Region pointing data
* * * * * * * * *
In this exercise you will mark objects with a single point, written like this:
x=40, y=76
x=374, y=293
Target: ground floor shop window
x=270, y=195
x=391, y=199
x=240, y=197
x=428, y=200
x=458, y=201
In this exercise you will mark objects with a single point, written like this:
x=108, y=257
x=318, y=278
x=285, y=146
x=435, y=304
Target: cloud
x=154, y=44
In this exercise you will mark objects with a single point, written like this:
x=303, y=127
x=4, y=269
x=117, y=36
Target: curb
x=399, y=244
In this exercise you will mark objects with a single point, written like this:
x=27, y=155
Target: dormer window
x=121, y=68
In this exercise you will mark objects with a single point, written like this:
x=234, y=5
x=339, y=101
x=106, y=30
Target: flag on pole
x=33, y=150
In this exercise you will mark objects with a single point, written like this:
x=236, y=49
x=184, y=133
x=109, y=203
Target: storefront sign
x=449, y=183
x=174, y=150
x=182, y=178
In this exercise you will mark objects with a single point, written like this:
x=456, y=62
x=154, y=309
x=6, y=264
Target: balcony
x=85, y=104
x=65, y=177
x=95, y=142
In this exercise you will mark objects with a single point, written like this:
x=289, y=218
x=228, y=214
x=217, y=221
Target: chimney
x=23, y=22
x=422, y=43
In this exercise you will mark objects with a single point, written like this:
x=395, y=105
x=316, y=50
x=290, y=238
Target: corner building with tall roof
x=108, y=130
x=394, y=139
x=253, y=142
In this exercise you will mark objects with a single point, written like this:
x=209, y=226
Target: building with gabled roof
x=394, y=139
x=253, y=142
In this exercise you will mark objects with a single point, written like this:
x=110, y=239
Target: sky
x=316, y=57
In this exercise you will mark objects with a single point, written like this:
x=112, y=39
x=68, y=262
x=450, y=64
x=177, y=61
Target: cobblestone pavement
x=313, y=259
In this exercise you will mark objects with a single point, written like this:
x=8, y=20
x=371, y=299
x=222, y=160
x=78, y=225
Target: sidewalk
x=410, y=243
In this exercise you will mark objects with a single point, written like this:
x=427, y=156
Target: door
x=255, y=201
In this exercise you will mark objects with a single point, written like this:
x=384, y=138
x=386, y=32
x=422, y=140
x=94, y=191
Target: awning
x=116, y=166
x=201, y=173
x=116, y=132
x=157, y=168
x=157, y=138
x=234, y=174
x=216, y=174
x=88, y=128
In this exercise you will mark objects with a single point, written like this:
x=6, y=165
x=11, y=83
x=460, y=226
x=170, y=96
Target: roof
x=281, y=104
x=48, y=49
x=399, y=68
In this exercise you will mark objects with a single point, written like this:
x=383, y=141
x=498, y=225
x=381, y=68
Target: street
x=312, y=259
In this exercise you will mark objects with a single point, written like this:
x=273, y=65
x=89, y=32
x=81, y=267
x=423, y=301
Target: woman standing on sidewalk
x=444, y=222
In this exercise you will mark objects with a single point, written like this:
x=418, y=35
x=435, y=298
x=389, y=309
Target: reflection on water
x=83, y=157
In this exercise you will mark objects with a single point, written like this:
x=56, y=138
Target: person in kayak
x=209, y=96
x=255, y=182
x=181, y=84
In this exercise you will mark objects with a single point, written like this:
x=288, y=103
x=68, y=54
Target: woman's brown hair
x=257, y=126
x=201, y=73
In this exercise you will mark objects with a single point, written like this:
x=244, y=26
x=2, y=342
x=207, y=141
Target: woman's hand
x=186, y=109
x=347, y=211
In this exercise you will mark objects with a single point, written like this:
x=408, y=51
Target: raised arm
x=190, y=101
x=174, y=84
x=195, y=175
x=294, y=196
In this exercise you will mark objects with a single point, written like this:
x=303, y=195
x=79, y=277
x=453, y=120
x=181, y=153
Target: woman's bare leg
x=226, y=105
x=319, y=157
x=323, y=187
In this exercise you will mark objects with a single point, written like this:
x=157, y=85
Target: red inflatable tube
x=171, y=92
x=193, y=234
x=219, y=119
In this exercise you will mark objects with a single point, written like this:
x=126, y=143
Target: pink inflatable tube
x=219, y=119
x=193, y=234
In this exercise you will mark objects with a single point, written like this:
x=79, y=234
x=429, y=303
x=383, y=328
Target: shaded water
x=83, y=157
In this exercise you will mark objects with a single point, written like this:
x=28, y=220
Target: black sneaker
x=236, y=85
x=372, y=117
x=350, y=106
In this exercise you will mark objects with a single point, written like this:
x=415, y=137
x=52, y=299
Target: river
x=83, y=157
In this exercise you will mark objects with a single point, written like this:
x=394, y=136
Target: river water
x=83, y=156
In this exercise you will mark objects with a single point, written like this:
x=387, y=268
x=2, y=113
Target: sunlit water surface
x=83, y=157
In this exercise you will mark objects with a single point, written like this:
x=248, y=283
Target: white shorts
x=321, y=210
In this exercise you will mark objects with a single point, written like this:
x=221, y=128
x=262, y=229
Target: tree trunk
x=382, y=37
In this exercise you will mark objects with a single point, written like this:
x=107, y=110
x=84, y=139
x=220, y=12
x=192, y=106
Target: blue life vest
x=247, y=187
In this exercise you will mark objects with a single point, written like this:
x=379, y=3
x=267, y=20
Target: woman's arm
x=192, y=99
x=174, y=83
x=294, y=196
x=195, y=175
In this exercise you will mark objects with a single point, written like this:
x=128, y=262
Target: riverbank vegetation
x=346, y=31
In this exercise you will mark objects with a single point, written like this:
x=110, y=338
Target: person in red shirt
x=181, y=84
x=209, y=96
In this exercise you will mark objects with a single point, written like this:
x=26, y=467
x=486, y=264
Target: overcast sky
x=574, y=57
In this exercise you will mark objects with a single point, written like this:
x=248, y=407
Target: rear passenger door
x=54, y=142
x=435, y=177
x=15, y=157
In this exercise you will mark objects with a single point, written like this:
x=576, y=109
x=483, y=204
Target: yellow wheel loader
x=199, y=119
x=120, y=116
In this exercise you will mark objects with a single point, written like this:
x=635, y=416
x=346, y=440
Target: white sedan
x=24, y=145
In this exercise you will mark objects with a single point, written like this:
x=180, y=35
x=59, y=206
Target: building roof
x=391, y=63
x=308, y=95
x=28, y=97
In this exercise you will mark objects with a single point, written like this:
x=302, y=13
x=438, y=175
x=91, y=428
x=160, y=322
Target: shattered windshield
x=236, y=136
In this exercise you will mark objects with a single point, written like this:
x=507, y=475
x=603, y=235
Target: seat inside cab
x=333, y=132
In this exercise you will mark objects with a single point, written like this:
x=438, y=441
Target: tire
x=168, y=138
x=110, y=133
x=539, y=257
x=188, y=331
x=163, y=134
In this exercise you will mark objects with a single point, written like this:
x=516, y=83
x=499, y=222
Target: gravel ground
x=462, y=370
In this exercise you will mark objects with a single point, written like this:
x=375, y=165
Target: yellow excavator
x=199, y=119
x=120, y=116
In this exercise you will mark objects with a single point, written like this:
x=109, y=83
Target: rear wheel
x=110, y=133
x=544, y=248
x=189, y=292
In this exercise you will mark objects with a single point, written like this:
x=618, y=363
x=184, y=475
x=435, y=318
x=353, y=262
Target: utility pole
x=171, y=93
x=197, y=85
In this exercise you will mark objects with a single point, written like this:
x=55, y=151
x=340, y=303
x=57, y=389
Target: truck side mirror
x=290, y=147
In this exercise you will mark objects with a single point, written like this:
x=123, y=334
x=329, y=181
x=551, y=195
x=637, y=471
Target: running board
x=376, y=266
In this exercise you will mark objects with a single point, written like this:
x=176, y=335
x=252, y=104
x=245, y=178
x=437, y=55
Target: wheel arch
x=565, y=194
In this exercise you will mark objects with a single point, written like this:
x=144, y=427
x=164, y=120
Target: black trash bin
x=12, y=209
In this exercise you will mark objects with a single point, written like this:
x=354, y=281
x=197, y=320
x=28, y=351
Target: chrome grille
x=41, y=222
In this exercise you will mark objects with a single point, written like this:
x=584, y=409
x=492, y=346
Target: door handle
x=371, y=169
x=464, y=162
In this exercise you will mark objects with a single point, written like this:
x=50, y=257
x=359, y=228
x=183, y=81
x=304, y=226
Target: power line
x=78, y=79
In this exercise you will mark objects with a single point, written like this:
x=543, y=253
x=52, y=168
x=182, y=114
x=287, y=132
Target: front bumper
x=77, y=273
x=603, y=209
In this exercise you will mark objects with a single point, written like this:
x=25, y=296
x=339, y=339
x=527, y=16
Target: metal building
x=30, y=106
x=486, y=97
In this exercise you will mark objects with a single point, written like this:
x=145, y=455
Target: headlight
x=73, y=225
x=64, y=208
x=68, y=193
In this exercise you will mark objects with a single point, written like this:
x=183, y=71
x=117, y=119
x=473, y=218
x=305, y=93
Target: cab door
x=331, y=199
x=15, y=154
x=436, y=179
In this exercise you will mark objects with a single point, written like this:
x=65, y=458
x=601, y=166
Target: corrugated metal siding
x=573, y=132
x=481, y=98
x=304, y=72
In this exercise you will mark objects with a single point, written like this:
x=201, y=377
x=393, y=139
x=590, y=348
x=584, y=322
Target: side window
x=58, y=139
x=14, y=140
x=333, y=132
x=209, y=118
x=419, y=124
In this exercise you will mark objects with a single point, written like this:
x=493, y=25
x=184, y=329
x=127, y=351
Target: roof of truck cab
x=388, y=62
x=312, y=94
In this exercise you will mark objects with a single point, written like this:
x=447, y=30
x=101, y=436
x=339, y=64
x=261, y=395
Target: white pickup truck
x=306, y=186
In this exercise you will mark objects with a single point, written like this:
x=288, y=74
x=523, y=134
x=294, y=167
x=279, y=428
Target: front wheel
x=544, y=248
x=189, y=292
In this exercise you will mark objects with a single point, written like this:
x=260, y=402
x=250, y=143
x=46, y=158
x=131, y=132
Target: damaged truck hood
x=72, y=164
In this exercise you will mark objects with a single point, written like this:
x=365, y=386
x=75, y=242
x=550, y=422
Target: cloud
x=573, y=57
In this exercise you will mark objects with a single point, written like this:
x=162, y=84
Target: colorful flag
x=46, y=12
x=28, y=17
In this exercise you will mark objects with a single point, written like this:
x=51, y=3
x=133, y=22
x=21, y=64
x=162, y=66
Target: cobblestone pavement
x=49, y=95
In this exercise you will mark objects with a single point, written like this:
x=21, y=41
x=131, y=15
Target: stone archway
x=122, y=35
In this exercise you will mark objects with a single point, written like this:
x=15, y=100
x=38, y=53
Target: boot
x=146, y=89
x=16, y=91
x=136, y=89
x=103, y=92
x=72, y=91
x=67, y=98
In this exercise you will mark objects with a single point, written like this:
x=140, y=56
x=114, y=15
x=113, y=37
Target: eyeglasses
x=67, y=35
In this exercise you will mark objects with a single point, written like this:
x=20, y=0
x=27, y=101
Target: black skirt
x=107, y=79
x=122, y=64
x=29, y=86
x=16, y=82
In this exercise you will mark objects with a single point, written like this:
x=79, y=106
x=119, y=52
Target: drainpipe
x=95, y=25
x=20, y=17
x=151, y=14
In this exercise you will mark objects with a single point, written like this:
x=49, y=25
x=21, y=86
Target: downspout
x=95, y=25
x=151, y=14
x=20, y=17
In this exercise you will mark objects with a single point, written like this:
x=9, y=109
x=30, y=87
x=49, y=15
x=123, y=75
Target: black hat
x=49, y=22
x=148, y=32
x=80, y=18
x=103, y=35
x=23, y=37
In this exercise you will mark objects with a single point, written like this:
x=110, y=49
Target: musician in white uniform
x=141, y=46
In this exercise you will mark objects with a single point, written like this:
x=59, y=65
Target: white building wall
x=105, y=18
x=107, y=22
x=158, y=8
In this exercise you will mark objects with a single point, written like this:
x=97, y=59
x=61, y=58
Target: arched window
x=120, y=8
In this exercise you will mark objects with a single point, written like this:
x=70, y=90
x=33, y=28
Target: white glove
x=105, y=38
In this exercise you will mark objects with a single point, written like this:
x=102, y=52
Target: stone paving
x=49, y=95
* * * * * * * * *
▶ _Brief_: Copy the records above exactly, beginning at the line that contains "Target: riverbank vegetation" and stopping after the line that contains "x=576, y=109".

▶ _Written answer_:
Target: riverbank vegetation
x=346, y=31
In this exercise you will mark objects with a single point, written like this:
x=110, y=338
Target: person in red shirt
x=181, y=84
x=209, y=96
In this exercise you will mark objects with a single point, written like this:
x=26, y=467
x=486, y=264
Target: overcast sky
x=574, y=57
In this exercise you will mark objects with a single point, written like this:
x=248, y=407
Target: rear passenger door
x=54, y=142
x=435, y=177
x=15, y=157
In this exercise you will mark objects with a single point, written like this:
x=576, y=109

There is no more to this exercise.